= WHAT YOU NEED TO DO =
Can you render every line of the rows below as a Markdown table with the columns "No." and "Line", numbering each line in order and leaving out any blank lines?

[Entries from a pointing dataset]
=======

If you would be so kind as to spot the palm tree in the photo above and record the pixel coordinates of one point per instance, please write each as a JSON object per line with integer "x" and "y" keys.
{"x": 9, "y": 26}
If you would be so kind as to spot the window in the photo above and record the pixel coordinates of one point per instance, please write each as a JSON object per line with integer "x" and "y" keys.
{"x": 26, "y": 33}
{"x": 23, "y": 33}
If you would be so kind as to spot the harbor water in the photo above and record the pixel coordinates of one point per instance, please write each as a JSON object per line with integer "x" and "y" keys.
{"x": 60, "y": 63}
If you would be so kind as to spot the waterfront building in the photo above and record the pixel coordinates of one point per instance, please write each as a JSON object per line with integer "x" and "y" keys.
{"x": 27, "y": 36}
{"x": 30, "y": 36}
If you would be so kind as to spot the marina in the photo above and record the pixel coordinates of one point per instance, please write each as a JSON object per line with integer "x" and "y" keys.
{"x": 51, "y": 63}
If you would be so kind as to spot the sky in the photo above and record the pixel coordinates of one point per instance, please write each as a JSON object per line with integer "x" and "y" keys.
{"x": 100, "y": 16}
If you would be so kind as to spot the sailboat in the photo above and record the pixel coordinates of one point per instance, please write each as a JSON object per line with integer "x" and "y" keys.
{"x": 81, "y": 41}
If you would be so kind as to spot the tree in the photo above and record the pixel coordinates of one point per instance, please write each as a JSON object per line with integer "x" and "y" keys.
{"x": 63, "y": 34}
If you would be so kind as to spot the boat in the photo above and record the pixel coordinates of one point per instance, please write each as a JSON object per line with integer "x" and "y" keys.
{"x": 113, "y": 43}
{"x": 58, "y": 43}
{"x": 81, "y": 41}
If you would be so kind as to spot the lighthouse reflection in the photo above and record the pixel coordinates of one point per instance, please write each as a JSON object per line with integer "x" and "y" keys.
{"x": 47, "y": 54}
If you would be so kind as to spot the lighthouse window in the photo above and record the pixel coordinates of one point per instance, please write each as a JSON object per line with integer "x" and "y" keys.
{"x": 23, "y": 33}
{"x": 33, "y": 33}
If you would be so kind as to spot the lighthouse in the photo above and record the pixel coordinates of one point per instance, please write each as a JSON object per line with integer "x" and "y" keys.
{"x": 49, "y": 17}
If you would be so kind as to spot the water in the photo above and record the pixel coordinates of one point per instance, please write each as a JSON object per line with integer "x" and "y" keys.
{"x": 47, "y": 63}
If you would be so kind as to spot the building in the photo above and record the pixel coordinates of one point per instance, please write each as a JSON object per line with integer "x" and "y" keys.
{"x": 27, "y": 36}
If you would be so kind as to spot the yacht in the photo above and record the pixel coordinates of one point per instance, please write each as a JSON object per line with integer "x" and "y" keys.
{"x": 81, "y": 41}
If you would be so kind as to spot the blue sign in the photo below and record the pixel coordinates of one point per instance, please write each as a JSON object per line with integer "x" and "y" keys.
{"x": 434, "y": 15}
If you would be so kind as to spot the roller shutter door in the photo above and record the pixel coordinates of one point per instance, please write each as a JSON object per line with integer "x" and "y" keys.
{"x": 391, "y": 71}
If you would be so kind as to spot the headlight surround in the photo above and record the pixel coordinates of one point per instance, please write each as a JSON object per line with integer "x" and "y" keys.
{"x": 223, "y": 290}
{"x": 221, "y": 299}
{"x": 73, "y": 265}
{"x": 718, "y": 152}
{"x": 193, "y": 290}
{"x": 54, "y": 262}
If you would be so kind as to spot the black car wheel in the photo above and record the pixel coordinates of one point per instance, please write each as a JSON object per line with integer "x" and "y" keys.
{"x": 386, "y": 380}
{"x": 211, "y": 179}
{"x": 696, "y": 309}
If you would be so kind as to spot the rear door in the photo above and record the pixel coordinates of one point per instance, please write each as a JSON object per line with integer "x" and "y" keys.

=======

= EXERCISE RESPONSE =
| No. | Line |
|---|---|
| 1 | If you would be so kind as to spot the palm tree in the photo above and record the pixel coordinates of one point per instance, please write each as a JSON object per line with integer "x" and "y" keys. |
| 2 | {"x": 9, "y": 26} |
| 3 | If you would be so kind as to spot the window in the photo above and record the pixel coordinates of one point per instance, please write each as a JSON object per line with integer "x" and "y" keys. |
| 4 | {"x": 26, "y": 33} |
| 5 | {"x": 23, "y": 33} |
| 6 | If you would be so kind as to spot the harbor water in the photo above and record the pixel coordinates of one point per instance, please write each as a JSON object per line with integer "x" and "y" keys. |
| 7 | {"x": 60, "y": 63} |
| 8 | If you would be so kind as to spot the waterfront building in the photo above and record the pixel coordinates of one point per instance, please write each as a JSON object per line with integer "x" and "y" keys. |
| 9 | {"x": 27, "y": 36} |
| 10 | {"x": 30, "y": 36} |
| 11 | If you would be so kind as to spot the marina in the photo above and record the pixel coordinates of one point per instance, please write each as a JSON object per line with integer "x" and "y" keys. |
| 12 | {"x": 51, "y": 63} |
| 13 | If you would be so kind as to spot the sky in the photo above and record the pixel coordinates of one point per instance, please write each as a JSON object per line with integer "x" and "y" keys. |
| 14 | {"x": 100, "y": 16} |
| 15 | If you would be so kind as to spot the sailboat in the photo above and record the pixel coordinates of one point per instance, please write each as a JSON object per line with integer "x" and "y" keys. |
| 16 | {"x": 81, "y": 41} |
| 17 | If you would be so kind as to spot the tree in the photo above and record the pixel coordinates of one point per instance, please write each as a JSON object per line with integer "x" and "y" keys. |
| 18 | {"x": 63, "y": 34} |
| 19 | If you would be so kind as to spot the boat in the photo above and record the pixel coordinates of one point per instance, please write each as a JSON object per line with integer "x" and "y" keys. |
| 20 | {"x": 113, "y": 43} |
| 21 | {"x": 58, "y": 43} |
| 22 | {"x": 81, "y": 41} |
| 23 | If you would be so kind as to spot the lighthouse reflection in the photo above and record the pixel coordinates of one point per instance, please write each as a JSON object per line with integer "x" and "y" keys. |
| 24 | {"x": 47, "y": 54} |
| 25 | If you would be so kind as to spot the lighthouse window in the photo above and record the pixel coordinates of one point per instance, please write each as a JSON object per line with integer "x" and "y" keys. |
| 26 | {"x": 23, "y": 33} |
| 27 | {"x": 33, "y": 33} |
| 28 | If you would be so kind as to spot the lighthouse in the photo above and record the pixel coordinates of one point per instance, please write each as a JSON object per line with integer "x" and "y" keys. |
| 29 | {"x": 49, "y": 17} |
| 30 | If you would be so kind as to spot the water in the photo above and record the pixel coordinates of one point per instance, please write each as a JSON object per line with integer "x" and "y" keys. |
| 31 | {"x": 47, "y": 63} |
| 32 | If you would be so kind as to spot the building in the photo above and record the pixel coordinates of one point per instance, please write each as a JSON object per line with integer "x" and "y" keys. |
| 33 | {"x": 27, "y": 36} |
| 34 | If you would be so kind as to spot the yacht in the photo above and record the pixel coordinates of one point per instance, please write each as a JSON object per line with integer "x" and "y" keys. |
| 35 | {"x": 81, "y": 41} |
| 36 | If you would be so kind as to spot the blue sign in the photo below and record the pixel coordinates of one point per instance, please write each as a JSON object per line with integer "x" and "y" keys. |
| 37 | {"x": 434, "y": 15} |
| 38 | If you would be so kind as to spot the roller shutter door in the photo above and record the pixel coordinates of one point per instance, please write each as a JSON object per line with integer "x" and "y" keys. |
| 39 | {"x": 391, "y": 71} |
| 40 | If you would be so kind as to spot the headlight surround in the photo above and record the pixel coordinates of one point per instance, please write each as a JSON object per line with integer "x" and "y" keys. |
| 41 | {"x": 223, "y": 290} |
| 42 | {"x": 221, "y": 299} |
| 43 | {"x": 73, "y": 265} |
| 44 | {"x": 718, "y": 152} |
| 45 | {"x": 193, "y": 290} |
| 46 | {"x": 54, "y": 262} |
| 47 | If you would be so kind as to spot the black car wheel in the photo above and record the pixel coordinates of one point per instance, please write each as a JSON object per line with integer "x" and "y" keys. |
| 48 | {"x": 386, "y": 380} |
| 49 | {"x": 211, "y": 179} |
| 50 | {"x": 696, "y": 309} |
| 51 | If you would be so kind as to spot the rear door in the photo above and record the pixel coordinates of one point per instance, please write each as a JSON object per line with integer "x" and "y" keys. |